▽

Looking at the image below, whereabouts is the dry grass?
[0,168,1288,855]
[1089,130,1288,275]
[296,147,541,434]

△
▽

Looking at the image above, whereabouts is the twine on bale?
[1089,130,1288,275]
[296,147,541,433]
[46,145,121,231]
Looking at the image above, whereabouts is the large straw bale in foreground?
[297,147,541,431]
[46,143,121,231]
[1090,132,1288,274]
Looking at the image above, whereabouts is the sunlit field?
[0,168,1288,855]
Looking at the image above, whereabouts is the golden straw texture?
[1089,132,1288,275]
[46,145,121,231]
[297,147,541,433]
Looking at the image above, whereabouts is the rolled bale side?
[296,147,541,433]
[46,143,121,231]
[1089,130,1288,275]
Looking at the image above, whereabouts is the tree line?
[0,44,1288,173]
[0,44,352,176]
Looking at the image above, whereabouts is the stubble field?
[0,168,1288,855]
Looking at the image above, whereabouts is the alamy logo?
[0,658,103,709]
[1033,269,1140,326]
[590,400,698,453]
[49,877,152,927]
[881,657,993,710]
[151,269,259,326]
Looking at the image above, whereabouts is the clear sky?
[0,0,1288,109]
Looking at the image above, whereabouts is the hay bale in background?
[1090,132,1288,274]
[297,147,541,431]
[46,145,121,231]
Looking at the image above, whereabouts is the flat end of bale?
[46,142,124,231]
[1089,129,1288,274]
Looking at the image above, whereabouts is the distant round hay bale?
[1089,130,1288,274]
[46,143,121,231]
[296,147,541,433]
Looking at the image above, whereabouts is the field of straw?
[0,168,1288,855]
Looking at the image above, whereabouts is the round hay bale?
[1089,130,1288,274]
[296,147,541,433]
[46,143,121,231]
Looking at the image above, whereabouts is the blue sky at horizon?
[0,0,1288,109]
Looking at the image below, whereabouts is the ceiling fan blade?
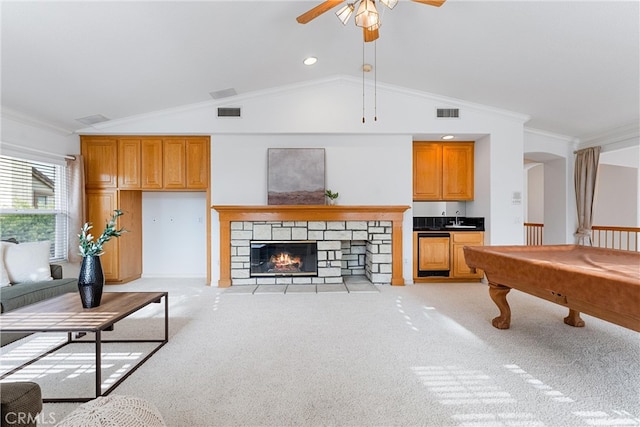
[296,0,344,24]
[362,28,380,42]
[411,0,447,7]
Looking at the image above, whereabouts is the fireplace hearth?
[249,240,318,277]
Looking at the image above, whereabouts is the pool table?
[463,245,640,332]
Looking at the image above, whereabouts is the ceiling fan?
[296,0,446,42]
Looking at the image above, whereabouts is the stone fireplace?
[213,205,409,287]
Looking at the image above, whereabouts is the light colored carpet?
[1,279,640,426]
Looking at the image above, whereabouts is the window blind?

△

## Problem description
Please print the records from the line holding "Looking at the image above, whereabouts is the fireplace" through the line holding "Looking at the image above, whereabouts is the window", inclusive, unchanged.

## Answer for the task
Looking at the image above, whereabouts is the fireplace hearth?
[249,240,318,277]
Looking at the image above, whereabouts is the pool table?
[463,245,640,332]
Looking at the image above, whereabouts is the ceiling fan?
[296,0,446,42]
Looking at the image above, whereabouts is the stone fireplace?
[213,205,409,287]
Looking at the image above, whereabouts is the light colored carpet?
[1,279,640,426]
Looking at the image above, whereabouts is the window blind?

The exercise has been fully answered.